### 任务列表
- a) 请把阅读文本中从“是的,我的笔墨太丑陋,羞于示”到“是一份自命清高式的阿Q精神。”的部分原样抄写下来。
- b) 请将阅读文本中的这句话译成英文:“每逢有亲朋问及发表了多少作品时,我总是笑而答之:我的笔墨太丑陋。”
- c) 根据阅读文本,文中“我”的书房叫什么名字?

### 阅读文本
■ ■ ■ ■ ■ ■ ■

几滴泪水,洗净了灵魂
蜗居于一所乡野小学,在工作和生活的罅隙间,我总是铺开一页页纸,种植下一行行文字,把心怀中的一次次撞击和错位种植在字里行间,把浮生的一串串脚印保鲜在字里行间,把书斋里的一个清幽的梦腌制在字里行间。正如我在散文集《抚梦而歌》的后记中所说:种下梦,长出的也许是杂草;种下爱,长出的也许是荆棘。但无论是杂草还是荆棘,毕竟是自己虔诚地种出来的灵魂的歌声,心便可缘此而无憾。
每逢有亲朋问及发表了多少作品时,我总是笑而答之:我的笔墨太丑陋。
是的,我的笔墨太丑陋,羞于示人,故而这些年一直不投稿,不参赛,偶有散文或诗歌散见于报刊杂志,均系文友约稿所致。不投稿,不参赛,是因为我不愿沾染报刊与赛事中的腥臭,是因为我惧怕心绪吸纳了泥沙而变得浑浊,担心让我那些蘸着坦诚写下的文字丧失了逍遥和清澈。我的书房吟竹斋中所挂的一张条幅道出了此番心怀:“一节复一节,千枝攒万叶。我自不开花,免撩蜂与蝶。”——这是一种吃不着葡萄说葡萄酸的心理,也是一份自命清高式的阿Q精神。

■ ■ ■ ■ ■ ■ ■

### 数据内容
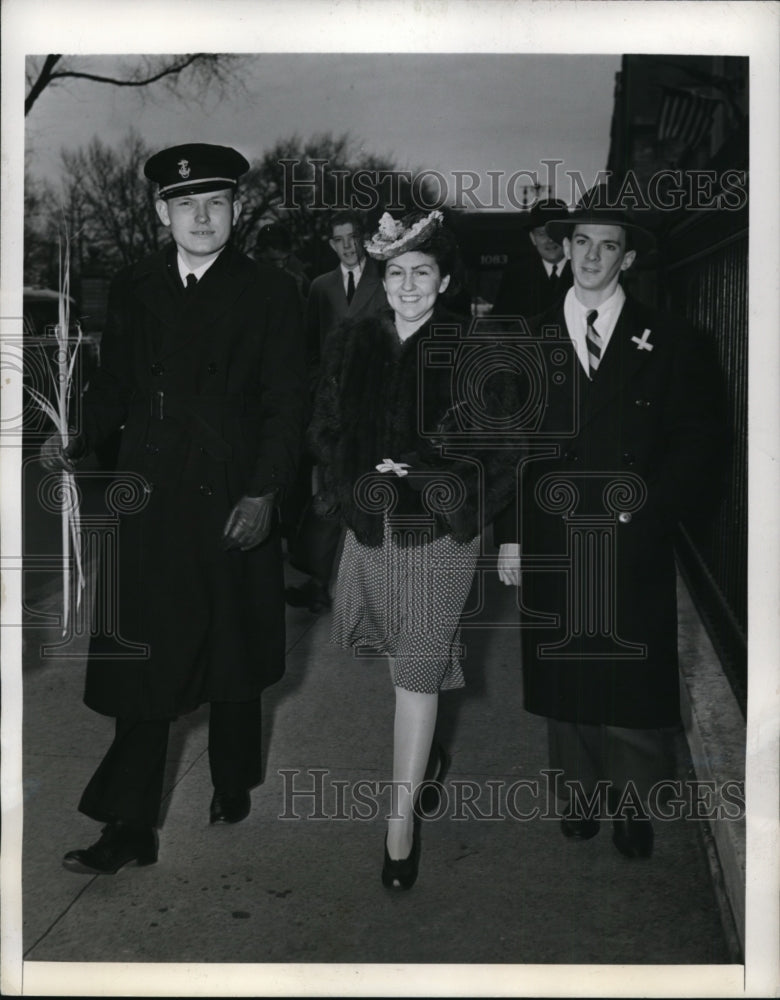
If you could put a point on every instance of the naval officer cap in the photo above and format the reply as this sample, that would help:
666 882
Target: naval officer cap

■ ■ ■ ■ ■ ■ ■

### 答案汇总
- a)
是的,我的笔墨太丑陋,羞于示人,故而这些年一直不投稿,不参赛,偶有散文或诗歌散见于报刊杂志,均系文友约稿所致。不投稿,不参赛,是因为我不愿沾染报刊与赛事中的腥臭,是因为我惧怕心绪吸纳了泥沙而变得浑浊,担心让我那些蘸着坦诚写下的文字丧失了逍遥和清澈。我的书房吟竹斋中所挂的一张条幅道出了此番心怀:“一节复一节,千枝攒万叶。我自不开花,免撩蜂与蝶。”——这是一种吃不着葡萄说葡萄酸的心理,也是一份自命清高式的阿Q精神。

- b) Whenever relatives or friends ask how many works I have published, I always answer with a smile: my writing is too ugly.

- c) 吟竹斋。